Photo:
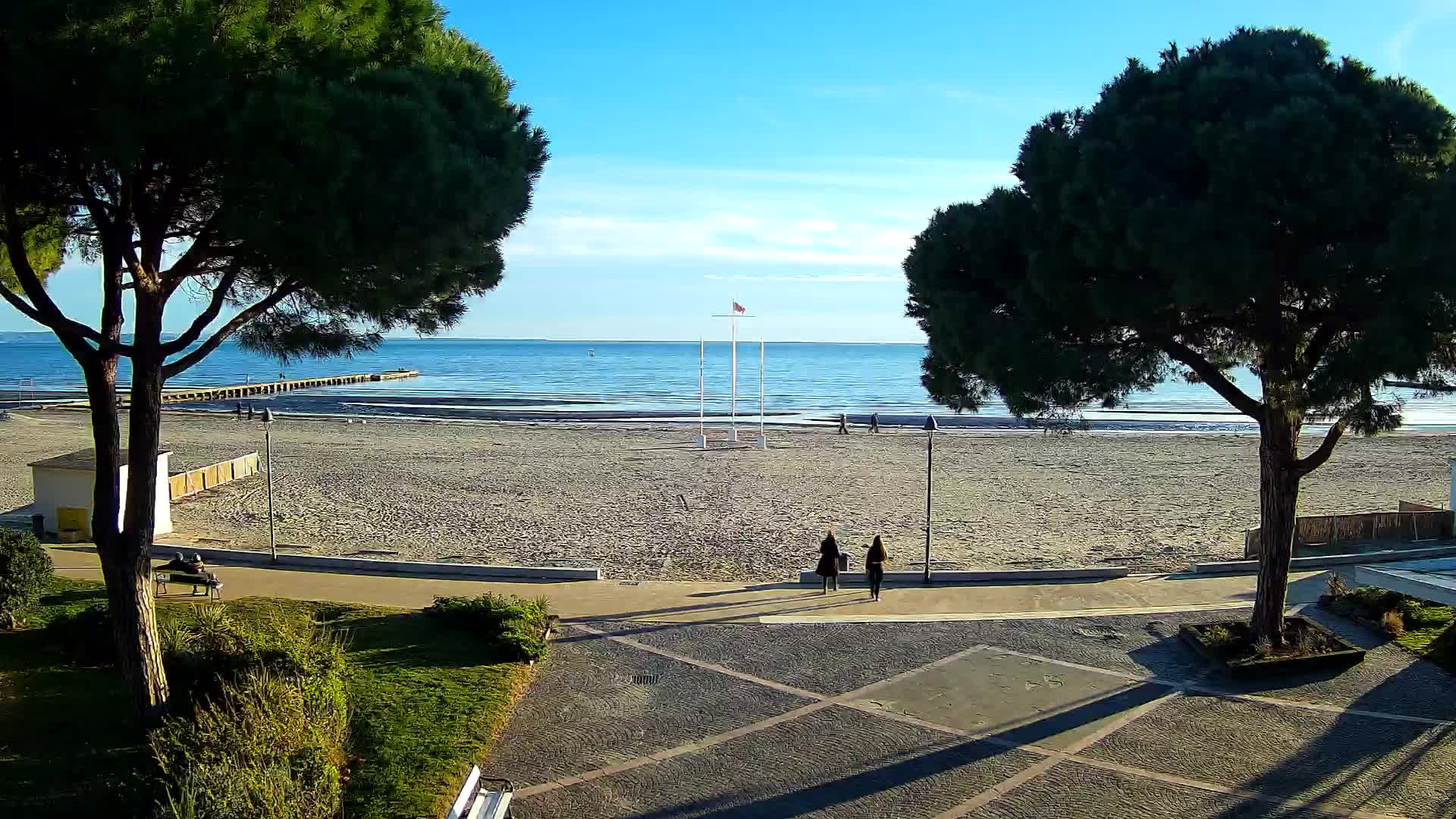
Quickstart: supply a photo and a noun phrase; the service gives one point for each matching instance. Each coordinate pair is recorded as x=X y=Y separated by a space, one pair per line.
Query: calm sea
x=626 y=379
==
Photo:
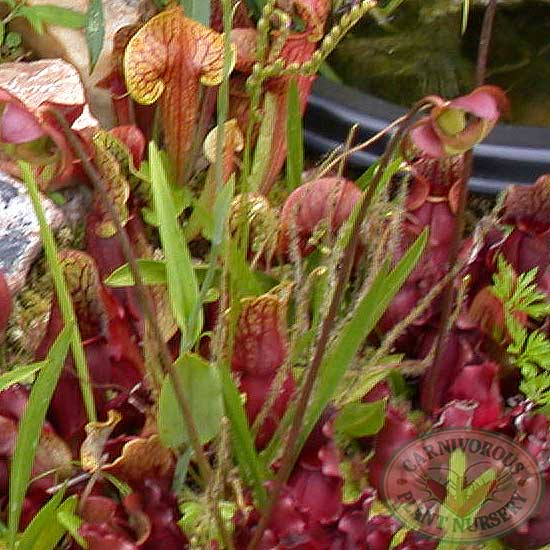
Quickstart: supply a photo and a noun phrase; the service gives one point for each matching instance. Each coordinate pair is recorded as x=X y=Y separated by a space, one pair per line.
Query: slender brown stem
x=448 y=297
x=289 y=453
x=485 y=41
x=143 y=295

* Aim *
How many lines of the data above contain the string "Query", with uppercase and lowercase treated as different? Reply with the number alone.

* Solution for this problem *
2